## [EXERCISE PROMPT]
Using the records below, copy out exactly the line that contains "Mark one point on each instance of the pile" and every line that follows it, up to and including the last, and no others.

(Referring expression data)
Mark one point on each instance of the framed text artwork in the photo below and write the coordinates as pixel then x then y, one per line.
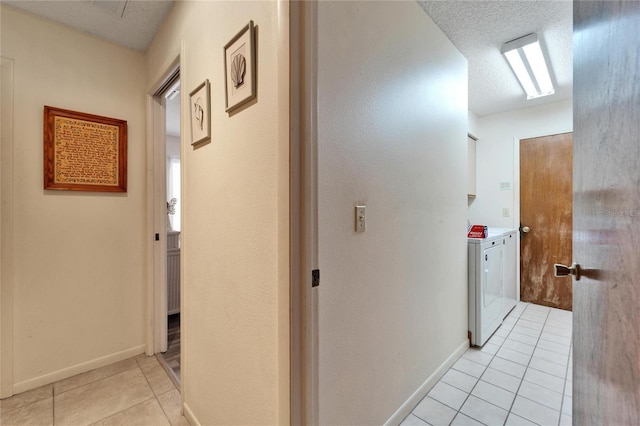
pixel 200 105
pixel 84 152
pixel 240 68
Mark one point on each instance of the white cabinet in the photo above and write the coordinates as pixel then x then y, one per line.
pixel 491 286
pixel 471 157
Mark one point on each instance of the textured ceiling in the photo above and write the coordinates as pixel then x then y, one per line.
pixel 479 28
pixel 129 23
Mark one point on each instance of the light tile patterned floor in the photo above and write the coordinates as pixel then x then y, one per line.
pixel 521 376
pixel 136 391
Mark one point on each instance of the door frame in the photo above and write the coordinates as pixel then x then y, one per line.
pixel 156 295
pixel 303 29
pixel 6 229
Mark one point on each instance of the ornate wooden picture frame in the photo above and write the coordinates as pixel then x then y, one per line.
pixel 200 106
pixel 240 68
pixel 84 152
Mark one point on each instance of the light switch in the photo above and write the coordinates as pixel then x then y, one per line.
pixel 361 219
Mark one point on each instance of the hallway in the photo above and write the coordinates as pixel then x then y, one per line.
pixel 521 376
pixel 136 391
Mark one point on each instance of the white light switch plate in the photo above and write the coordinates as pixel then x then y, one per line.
pixel 361 218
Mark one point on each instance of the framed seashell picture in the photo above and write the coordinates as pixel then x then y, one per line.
pixel 240 68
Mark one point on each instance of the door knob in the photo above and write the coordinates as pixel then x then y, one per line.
pixel 562 271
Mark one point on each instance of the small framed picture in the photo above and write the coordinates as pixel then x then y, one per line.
pixel 200 103
pixel 240 68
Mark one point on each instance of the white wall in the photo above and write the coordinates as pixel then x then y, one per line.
pixel 79 257
pixel 235 243
pixel 473 124
pixel 392 135
pixel 173 147
pixel 497 162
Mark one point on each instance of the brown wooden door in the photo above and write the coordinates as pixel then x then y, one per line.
pixel 546 209
pixel 606 318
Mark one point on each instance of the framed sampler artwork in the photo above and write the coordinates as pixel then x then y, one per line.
pixel 84 152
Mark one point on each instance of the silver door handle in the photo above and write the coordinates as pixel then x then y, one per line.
pixel 562 271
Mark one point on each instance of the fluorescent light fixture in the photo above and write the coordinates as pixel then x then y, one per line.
pixel 527 62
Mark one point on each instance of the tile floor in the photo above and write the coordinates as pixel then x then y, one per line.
pixel 521 376
pixel 136 391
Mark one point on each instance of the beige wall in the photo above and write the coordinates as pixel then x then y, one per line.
pixel 392 135
pixel 235 234
pixel 497 162
pixel 79 258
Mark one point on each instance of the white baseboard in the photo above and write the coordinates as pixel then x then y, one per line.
pixel 422 391
pixel 65 373
pixel 188 414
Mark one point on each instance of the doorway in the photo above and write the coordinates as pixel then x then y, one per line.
pixel 546 217
pixel 166 209
pixel 171 357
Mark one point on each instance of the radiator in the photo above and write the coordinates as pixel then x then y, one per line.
pixel 173 272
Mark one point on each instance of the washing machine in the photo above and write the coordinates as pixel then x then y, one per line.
pixel 491 282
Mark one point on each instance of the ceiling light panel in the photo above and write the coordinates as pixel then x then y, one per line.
pixel 525 57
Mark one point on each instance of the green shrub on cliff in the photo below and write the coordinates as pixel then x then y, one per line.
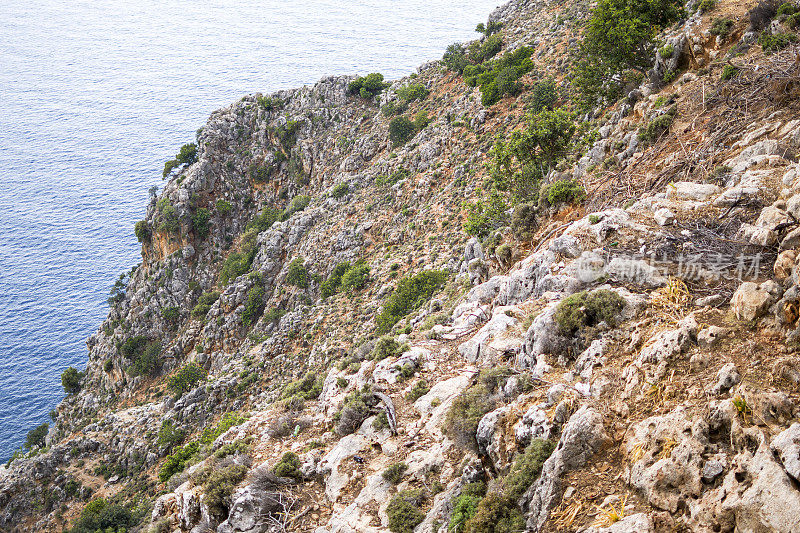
pixel 71 380
pixel 368 86
pixel 409 295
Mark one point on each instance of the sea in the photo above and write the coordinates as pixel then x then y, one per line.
pixel 96 94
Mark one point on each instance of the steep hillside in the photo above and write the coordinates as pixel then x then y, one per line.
pixel 548 283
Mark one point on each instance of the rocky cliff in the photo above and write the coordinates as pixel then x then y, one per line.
pixel 333 330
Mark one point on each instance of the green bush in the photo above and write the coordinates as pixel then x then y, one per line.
pixel 499 77
pixel 71 380
pixel 403 511
pixel 218 485
pixel 409 295
pixel 465 505
pixel 355 278
pixel 368 86
pixel 100 515
pixel 401 130
pixel 340 190
pixel 142 231
pixel 144 354
pixel 394 472
pixel 496 513
pixel 200 219
pixel 36 436
pixel 204 304
pixel 411 92
pixel 454 58
pixel 288 466
pixel 387 347
pixel 619 39
pixel 297 274
pixel 461 422
pixel 587 309
pixel 706 5
pixel 658 126
pixel 182 457
pixel 254 306
pixel 563 192
pixel 729 72
pixel 773 43
pixel 543 96
pixel 186 378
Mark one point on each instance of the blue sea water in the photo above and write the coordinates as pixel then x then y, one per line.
pixel 96 95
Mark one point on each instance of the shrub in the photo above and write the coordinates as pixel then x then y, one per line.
pixel 563 192
pixel 200 219
pixel 387 347
pixel 71 380
pixel 264 220
pixel 465 505
pixel 142 231
pixel 340 190
pixel 182 457
pixel 169 436
pixel 394 472
pixel 144 354
pixel 411 92
pixel 496 513
pixel 419 390
pixel 775 42
pixel 587 309
pixel 466 411
pixel 729 72
pixel 204 304
pixel 619 38
pixel 454 58
pixel 410 294
pixel 355 277
pixel 297 274
pixel 543 96
pixel 403 511
pixel 368 86
pixel 658 126
pixel 219 484
pixel 527 467
pixel 722 27
pixel 36 436
pixel 331 286
pixel 99 515
pixel 299 203
pixel 706 5
pixel 186 378
pixel 254 306
pixel 401 130
pixel 288 466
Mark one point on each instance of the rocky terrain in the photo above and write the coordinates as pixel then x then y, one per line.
pixel 324 335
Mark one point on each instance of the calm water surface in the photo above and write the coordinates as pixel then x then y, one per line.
pixel 96 95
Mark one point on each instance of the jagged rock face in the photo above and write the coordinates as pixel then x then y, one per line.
pixel 680 412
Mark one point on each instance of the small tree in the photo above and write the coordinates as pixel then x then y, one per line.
pixel 71 380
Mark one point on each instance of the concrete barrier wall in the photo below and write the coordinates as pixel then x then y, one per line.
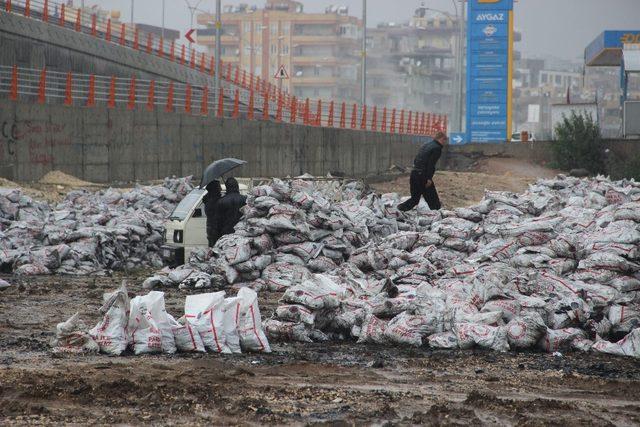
pixel 34 44
pixel 104 145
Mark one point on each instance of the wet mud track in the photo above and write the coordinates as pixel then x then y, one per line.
pixel 296 384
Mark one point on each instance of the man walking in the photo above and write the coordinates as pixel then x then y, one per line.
pixel 421 181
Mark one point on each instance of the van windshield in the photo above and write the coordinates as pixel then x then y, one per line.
pixel 187 204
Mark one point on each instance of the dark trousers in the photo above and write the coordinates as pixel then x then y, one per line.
pixel 417 184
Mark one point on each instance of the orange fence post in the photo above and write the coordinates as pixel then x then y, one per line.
pixel 279 110
pixel 123 33
pixel 13 91
pixel 111 102
pixel 306 117
pixel 204 106
pixel 392 127
pixel 94 25
pixel 107 36
pixel 363 119
pixel 383 125
pixel 151 99
pixel 78 22
pixel 169 107
pixel 250 106
pixel 221 102
pixel 374 119
pixel 68 96
pixel 293 110
pixel 265 105
pixel 149 43
pixel 236 105
pixel 136 40
pixel 91 98
pixel 42 87
pixel 318 121
pixel 161 47
pixel 187 99
pixel 354 115
pixel 132 94
pixel 330 119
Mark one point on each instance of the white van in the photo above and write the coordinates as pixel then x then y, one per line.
pixel 186 227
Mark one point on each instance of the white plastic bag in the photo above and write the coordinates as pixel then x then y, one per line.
pixel 206 312
pixel 111 332
pixel 252 337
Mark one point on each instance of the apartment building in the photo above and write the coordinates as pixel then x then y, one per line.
pixel 319 51
pixel 412 65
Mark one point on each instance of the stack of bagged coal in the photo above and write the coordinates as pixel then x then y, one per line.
pixel 88 232
pixel 556 268
pixel 290 230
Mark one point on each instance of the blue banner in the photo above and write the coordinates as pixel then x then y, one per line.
pixel 489 70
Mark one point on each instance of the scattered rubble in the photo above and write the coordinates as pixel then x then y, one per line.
pixel 88 232
pixel 555 268
pixel 211 323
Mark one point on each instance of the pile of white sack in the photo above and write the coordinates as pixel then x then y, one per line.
pixel 211 323
pixel 556 268
pixel 88 232
pixel 292 229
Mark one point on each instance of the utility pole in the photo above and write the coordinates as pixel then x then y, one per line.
pixel 218 46
pixel 163 19
pixel 363 95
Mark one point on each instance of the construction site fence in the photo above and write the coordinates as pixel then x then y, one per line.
pixel 44 86
pixel 268 99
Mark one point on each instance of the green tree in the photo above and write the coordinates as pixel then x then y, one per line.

## [EXERCISE RESPONSE]
Mark one point on each instance of the pile of white sack in the photo above and write the coordinates as pixel then x then y, one per line.
pixel 211 323
pixel 556 268
pixel 88 232
pixel 292 229
Mark one point on each instance of the utility pole in the photo above and write the coordinates as pixel then x then y, one per line.
pixel 218 46
pixel 163 19
pixel 363 95
Mark one point on each instance of the construction site fence in the photo above and write the coordinates as pixel then x then y, one per line.
pixel 44 86
pixel 268 99
Mark one point on each instance of the green tree in the photo above and write the coordinates as pixel then x then y, one per line.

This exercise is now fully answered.